*Fragmento del texto*
-------------------------

José Quiroga: un ensayista en su Cuba diferida

'Su generosidad y exigencia es algo de lo que también pueden dar fe sus amistades y sus alumnos. Le gustaba establecer conexiones entre personas a las que quería y admiraba.'

Ciudad de México
José Quiroga.
José Quiroga. Facebook/Munia Bhaumik

En alguno de sus ensayos, José Quiroga apelaba a la imagen de un sueño diferido para describir una imagen de Cuba, su país natal, donde vio la luz en 1959 y del cual se alejaría en la temprana niñez junto a sus padres, para consolidar una importante carrera como profesor y ensayista entre Puerto Rico y Norteamérica. Acaba de fallecer, en Atlanta, donde era profesor de Literatura Comparada en la Universidad de Emory, y la noticia de su muerte ha estremecido, en esos cardinales, a quienes le admiramos y quisimos. Graduado de Boston y de Yale, se destacó siempre por su mente brillante, su capacidad provocativa, sus impulsos hacia una idea que reconstruía a Cuba desde algunas de las esquinas más incómodas de su historia, cultural y política, que sus alumnos y sus lectores reconocían de inmediato.

Tras un primer libro en el que aborda la obra del mexicano Octavio Paz (Understanding Octavio Paz, University of South Carolina Press, 1999), sus siguientes libros mantuvieron a Cuba como un punto en discusión, añadiendo a ella una lectura desde los gay y queer studies que lo convirtieron en una de las principales referencias acerca de estos debates.

Las figuras de Piñera, Lydia Cabrera, Arenas, aparecieron una y otra vez en sus escritos, y en Tropics of Desire (New York University Press, 2000) y Cuban Palimpsests (University of Minnesota Press, 2005) se retorna una y otra vez a esa obsesión que parece incapaz de cumplirse totalmente: la reconstrucción del amor entre Lydia Cabrera y Teresa de la Parra, la búsqueda de las esculturas y trazos perdidos de Ana Mendieta, el romance no consumado jamás entre los protagonistas de Fresa y chocolate, las Escuelas de Arte de Cubanacán como un sitio inlocalizable en la memoria de una historia oficial de La Habana, el fantasma de Piñera que opera como una figura protectora de Arenas, etcétera.

-------------------------

*Datos proporcionados*
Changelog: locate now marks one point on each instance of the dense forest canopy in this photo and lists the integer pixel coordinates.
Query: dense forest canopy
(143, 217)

-------------------------

*Tareas propuestas*
**A.** Responde estas preguntas con lo que dice el texto sobre José Quiroga:
(i) ¿En qué año nació?
(ii) ¿En qué universidad era profesor de Literatura Comparada?
(iii) ¿De qué autor trata su primer libro?
**B.** Retoma el texto sobre José Quiroga y sigue escribiéndolo desde donde termina.
El listado no tiene nada que ver con el texto sobre José Quiroga.

*Ejercicios resueltos*
**A.**
(i) En 1959.
(ii) En la Universidad de Emory.
(iii) De Octavio Paz.

**B.**
En sus libros, Quiroga recompone un archivo de figuras, cuerpos, deseos y políticas que se sobrepone al perfil de su patria natal, y esa misma ansiedad la expande cuando aborda a otras personalidades no cubanas (Lemebel, Villaurrutia…), o cuando analiza, en uno de sus textos que prefiero, a La ley del deseo, de Pedro Almodóvar, como un auténtico clásico queer. Vinculado a asociaciones y grupos de estudios acerca de la identidad gay latina, ahondó en esas cuestiones, colaborando para que esos abordajes ganaran una voz autónoma más allá de los límites y las posibilidades de cualquier lectura estrecha de sus propósitos.

Mediante esos ensayos José Quiroga, ya fuera como autor en solitario o trabajando en complicidad con otro colega, el profesor e investigador Daniel Balderston, se convirtió en un nombre reconocible en la academia norteamericana, donde se insertó y a la cual aportó perspectivas de gran utilidad. Junto a Balderston publicó, por ejemplo Sexualidades en disputa: homosexualidades, literatura y medios de comunicación en América Latina (Libros del Rojas, Buenos Aires, 2005).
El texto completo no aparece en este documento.